(Region annotation entries)

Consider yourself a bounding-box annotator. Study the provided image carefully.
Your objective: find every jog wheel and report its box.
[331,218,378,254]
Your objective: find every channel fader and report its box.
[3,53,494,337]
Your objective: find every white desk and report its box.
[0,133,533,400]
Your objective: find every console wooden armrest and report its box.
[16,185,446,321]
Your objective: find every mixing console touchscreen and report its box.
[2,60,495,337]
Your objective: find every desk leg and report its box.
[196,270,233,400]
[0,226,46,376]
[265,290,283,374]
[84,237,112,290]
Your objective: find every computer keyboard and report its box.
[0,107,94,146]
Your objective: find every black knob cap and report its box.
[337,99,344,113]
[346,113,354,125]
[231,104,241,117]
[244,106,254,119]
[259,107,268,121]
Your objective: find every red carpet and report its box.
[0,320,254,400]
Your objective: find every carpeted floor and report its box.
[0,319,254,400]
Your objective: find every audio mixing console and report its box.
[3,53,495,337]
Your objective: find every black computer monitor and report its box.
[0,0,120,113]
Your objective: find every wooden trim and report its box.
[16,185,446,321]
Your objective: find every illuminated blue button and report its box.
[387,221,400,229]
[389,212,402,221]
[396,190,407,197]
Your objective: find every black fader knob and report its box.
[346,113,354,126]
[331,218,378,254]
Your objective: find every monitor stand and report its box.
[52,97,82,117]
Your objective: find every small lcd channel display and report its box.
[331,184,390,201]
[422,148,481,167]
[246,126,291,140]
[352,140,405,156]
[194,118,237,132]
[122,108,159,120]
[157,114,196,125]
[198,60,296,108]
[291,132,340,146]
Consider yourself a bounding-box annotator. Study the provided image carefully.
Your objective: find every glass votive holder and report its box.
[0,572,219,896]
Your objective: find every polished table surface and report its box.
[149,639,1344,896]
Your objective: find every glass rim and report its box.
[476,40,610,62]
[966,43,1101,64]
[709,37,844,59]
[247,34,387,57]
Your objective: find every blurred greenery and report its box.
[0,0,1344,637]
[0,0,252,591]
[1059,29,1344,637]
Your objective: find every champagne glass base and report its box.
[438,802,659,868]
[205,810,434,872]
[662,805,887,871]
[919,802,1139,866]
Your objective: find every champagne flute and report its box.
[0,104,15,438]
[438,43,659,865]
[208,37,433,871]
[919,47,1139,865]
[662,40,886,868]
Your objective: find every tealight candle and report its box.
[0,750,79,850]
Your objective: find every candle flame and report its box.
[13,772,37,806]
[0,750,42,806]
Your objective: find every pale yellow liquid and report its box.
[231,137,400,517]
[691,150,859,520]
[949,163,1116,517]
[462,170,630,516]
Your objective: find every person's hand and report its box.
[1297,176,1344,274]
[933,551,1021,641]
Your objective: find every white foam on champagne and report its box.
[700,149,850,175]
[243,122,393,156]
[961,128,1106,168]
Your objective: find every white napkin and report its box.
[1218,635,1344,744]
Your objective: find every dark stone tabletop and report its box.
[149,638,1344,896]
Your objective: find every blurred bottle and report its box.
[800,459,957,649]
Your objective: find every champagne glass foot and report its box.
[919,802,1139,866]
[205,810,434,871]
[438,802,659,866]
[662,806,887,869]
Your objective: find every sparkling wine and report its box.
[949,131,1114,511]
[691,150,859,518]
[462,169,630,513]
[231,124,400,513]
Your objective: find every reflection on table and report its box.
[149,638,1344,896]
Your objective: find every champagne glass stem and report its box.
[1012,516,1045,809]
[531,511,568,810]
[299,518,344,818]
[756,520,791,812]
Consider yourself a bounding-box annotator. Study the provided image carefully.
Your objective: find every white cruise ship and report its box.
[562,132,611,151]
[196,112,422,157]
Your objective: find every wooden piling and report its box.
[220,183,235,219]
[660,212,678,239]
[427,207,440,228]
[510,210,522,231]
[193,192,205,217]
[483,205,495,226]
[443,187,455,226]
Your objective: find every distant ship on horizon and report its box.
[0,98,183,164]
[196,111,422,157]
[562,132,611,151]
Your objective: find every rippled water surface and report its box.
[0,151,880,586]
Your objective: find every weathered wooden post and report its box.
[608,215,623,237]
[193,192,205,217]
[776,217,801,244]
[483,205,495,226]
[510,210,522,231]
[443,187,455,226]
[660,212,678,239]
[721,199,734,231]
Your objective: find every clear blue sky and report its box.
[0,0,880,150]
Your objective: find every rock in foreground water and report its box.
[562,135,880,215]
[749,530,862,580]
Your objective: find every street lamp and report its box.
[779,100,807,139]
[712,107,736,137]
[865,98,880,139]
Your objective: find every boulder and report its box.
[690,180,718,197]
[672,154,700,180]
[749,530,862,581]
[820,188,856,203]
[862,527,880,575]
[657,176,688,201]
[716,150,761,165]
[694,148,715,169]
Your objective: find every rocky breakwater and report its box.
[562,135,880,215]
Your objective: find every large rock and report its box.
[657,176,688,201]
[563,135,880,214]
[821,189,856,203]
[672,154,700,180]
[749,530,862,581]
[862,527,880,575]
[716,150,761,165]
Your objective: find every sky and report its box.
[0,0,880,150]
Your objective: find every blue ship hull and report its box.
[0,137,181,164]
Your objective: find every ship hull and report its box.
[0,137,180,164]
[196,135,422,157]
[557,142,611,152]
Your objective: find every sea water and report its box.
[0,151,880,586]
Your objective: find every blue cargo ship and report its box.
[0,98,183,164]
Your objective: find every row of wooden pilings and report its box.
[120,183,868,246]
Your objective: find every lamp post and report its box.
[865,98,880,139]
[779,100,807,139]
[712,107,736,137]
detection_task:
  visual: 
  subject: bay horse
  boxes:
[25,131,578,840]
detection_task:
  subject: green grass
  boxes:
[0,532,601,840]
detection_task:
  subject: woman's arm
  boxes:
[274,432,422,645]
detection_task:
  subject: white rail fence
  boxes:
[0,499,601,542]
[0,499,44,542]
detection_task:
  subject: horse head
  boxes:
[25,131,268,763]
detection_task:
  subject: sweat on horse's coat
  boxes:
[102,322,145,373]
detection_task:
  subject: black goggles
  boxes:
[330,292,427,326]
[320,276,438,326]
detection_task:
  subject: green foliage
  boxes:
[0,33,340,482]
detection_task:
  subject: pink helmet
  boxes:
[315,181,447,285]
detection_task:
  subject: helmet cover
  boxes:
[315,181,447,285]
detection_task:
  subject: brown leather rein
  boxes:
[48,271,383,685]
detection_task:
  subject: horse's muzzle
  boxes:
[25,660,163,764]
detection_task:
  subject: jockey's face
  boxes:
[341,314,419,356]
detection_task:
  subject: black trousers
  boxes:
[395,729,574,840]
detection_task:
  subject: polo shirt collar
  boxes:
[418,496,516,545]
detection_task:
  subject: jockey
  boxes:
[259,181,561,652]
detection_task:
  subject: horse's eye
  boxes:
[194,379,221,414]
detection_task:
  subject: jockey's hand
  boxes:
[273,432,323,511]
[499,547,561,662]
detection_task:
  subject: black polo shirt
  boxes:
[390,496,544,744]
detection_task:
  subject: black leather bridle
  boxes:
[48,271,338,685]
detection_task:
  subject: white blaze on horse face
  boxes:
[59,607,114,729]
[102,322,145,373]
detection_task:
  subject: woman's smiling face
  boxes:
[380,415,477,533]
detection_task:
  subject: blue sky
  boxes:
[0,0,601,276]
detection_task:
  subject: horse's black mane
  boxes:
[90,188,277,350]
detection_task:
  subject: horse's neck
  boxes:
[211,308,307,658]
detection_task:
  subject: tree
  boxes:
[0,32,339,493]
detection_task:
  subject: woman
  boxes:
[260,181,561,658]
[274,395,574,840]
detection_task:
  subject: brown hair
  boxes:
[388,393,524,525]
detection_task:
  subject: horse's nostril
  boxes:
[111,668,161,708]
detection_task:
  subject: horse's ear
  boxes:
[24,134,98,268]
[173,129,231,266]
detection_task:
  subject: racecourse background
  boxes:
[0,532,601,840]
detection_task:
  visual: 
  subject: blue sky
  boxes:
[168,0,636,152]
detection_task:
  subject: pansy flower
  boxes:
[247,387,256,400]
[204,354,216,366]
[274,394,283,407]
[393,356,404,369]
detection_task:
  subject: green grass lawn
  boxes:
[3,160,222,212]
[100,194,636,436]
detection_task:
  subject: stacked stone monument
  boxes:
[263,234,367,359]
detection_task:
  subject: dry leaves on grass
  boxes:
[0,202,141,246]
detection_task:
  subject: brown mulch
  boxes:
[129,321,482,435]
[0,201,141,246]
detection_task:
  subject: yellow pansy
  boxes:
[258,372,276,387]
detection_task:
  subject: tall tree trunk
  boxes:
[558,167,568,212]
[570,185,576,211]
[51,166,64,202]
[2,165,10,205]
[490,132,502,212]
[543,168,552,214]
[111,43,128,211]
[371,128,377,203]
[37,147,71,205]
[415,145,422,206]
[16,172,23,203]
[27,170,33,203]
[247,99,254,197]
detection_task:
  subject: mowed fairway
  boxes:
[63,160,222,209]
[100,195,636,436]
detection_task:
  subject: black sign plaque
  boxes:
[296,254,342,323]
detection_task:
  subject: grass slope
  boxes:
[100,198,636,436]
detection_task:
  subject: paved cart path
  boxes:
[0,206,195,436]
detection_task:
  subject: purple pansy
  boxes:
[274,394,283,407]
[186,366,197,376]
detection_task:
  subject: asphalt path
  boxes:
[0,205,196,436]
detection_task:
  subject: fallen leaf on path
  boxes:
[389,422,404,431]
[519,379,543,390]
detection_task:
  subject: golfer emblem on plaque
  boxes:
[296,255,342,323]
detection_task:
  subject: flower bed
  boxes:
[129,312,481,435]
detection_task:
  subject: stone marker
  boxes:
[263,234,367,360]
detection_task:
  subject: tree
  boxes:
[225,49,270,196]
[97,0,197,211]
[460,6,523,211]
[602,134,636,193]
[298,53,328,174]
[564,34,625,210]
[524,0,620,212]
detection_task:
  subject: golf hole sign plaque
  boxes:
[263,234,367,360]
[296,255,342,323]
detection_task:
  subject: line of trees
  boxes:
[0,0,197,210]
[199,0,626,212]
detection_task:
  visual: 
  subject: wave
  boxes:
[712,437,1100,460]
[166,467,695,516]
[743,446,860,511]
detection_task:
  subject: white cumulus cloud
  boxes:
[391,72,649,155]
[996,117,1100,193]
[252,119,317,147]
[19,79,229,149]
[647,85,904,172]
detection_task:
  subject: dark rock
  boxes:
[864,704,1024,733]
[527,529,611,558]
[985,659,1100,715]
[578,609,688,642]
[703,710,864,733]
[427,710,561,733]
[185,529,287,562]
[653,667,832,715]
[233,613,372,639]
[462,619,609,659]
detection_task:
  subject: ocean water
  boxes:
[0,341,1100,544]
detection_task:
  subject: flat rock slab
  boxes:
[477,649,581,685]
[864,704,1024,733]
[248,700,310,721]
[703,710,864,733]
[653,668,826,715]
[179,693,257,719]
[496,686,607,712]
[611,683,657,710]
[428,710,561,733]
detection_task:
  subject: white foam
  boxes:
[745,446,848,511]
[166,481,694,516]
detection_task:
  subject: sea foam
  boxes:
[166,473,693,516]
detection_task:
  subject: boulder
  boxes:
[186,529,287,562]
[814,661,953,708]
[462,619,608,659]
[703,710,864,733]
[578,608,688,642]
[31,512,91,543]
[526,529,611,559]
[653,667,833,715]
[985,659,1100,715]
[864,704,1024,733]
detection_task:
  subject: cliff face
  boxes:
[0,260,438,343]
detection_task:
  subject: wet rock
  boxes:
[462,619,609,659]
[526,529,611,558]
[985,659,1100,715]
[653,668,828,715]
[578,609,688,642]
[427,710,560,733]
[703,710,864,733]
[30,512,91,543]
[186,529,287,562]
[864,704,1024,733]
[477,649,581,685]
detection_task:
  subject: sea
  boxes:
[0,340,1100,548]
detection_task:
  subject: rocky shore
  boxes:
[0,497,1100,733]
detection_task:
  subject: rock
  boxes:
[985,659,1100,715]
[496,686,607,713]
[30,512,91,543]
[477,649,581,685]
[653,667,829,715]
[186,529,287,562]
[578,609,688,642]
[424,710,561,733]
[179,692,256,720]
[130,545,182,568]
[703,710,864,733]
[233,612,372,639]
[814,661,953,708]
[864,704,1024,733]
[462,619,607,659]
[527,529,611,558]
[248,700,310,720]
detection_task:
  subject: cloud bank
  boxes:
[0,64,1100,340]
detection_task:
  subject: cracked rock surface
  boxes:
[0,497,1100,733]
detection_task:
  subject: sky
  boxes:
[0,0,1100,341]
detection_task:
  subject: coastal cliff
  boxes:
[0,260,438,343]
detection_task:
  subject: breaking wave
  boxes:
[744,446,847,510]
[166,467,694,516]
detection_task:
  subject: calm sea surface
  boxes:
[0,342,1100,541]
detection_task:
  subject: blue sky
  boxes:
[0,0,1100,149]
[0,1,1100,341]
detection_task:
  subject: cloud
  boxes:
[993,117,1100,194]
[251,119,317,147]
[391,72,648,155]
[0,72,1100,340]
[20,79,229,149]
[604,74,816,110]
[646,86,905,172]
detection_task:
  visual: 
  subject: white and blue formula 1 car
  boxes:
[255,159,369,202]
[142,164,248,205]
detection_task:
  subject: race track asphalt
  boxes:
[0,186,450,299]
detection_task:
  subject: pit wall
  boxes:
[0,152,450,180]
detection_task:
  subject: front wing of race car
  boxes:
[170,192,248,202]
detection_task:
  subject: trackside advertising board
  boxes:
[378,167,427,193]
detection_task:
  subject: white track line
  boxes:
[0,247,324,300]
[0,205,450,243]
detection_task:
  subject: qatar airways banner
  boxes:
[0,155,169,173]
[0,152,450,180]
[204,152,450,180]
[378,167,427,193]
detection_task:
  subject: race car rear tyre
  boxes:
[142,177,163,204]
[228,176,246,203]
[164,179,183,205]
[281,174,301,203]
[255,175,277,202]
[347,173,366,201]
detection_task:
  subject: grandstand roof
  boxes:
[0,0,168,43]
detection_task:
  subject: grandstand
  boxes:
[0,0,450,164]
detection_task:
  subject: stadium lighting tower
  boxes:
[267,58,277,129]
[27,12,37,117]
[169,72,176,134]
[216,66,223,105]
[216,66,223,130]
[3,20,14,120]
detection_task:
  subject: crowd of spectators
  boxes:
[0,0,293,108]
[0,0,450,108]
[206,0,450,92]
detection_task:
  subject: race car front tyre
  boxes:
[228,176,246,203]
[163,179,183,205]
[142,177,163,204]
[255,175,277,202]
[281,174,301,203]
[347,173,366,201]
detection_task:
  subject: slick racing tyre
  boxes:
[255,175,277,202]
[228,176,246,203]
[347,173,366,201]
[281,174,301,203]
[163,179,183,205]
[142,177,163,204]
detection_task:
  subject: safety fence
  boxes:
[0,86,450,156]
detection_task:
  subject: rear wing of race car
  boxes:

* **Description of the task**
Rewrite the lines from the line with "Your objective: find every rocky" to the line with "[48,271,383,685]", keeping every request as it stands and increasing each bounding-box coordinate by 94.

* **Output for this task**
Your objective: find every rocky breakwater and report its box.
[656,229,974,309]
Your objective: find every large rock and report its box.
[751,270,782,295]
[657,229,974,308]
[915,283,950,297]
[766,248,794,274]
[843,624,956,675]
[956,621,974,669]
[810,244,855,259]
Your objective: find every sky and report its box.
[94,94,974,244]
Your objective: find every blue ship hull and report its box.
[94,231,275,258]
Your objective: find every ship hull and report its box.
[94,231,274,258]
[290,229,516,251]
[651,236,705,246]
Your objective: find every sea water and report its box.
[94,245,974,680]
Your objective: find every blue cargo ship and report its box.
[94,192,277,258]
Your objective: find every row of wooden pilings and report its box.
[214,277,962,340]
Your objective: find every lamp post and report its box.
[959,192,974,233]
[873,194,901,233]
[806,201,830,231]
detection_task:
  visual: 
  subject: bay horse
  boxes:
[119,225,672,934]
detection_task:
  subject: green grass
  boxes:
[94,626,695,934]
detection_task:
  subject: woman's arm
  boxes:
[368,526,516,739]
detection_task:
  subject: white rail fence
  boxes:
[94,593,695,636]
[94,593,138,636]
detection_task:
  subject: horse head
  boxes:
[119,225,362,857]
detection_task:
  subject: sweat on horse's coat
  boxes:
[196,416,239,467]
detection_task:
  subject: black goggles
  boxes:
[424,386,521,420]
[414,370,532,420]
detection_task:
  subject: green foliage
  boxes:
[94,127,434,576]
detection_task:
  subject: pink helmet
  boxes:
[409,275,541,379]
detection_task:
  subject: helmet cover
  boxes:
[409,275,541,379]
detection_task:
  subject: brown leather rein
  boxes:
[142,365,477,779]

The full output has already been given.